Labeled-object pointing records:
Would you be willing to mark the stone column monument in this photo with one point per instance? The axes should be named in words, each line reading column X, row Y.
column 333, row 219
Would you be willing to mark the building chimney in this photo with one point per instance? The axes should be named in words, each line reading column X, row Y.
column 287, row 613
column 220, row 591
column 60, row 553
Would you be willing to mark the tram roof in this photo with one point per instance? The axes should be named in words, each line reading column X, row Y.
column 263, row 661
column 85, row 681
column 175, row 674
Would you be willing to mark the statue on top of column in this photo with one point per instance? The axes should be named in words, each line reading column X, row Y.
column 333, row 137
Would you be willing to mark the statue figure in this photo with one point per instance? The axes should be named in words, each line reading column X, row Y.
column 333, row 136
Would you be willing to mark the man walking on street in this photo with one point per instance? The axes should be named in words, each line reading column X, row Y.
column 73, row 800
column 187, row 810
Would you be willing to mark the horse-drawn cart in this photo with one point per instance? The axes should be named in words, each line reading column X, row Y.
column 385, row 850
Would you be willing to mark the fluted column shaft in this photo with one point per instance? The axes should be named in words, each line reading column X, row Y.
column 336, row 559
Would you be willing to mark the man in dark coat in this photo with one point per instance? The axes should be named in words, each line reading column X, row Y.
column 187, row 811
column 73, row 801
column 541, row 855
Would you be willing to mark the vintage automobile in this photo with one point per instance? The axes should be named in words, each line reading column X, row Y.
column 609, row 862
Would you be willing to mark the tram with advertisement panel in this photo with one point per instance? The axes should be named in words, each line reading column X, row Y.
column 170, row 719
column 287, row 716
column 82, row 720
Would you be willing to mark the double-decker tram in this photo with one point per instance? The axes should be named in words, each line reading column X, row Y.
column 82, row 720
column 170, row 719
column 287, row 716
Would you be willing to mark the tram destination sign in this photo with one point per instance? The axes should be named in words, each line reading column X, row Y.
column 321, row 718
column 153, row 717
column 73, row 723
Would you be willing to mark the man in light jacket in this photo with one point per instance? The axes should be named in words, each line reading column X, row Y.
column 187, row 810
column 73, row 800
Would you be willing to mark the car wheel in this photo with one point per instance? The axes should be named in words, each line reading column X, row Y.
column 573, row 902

Requirement:
Reproduce the records verbatim over the stretch from their first line through the line containing "column 333, row 219", with both ends included.

Answer:
Would you be willing to mark the stone column monument in this photo with one point per instance? The axes should be named in words, each line reading column X, row Y.
column 333, row 219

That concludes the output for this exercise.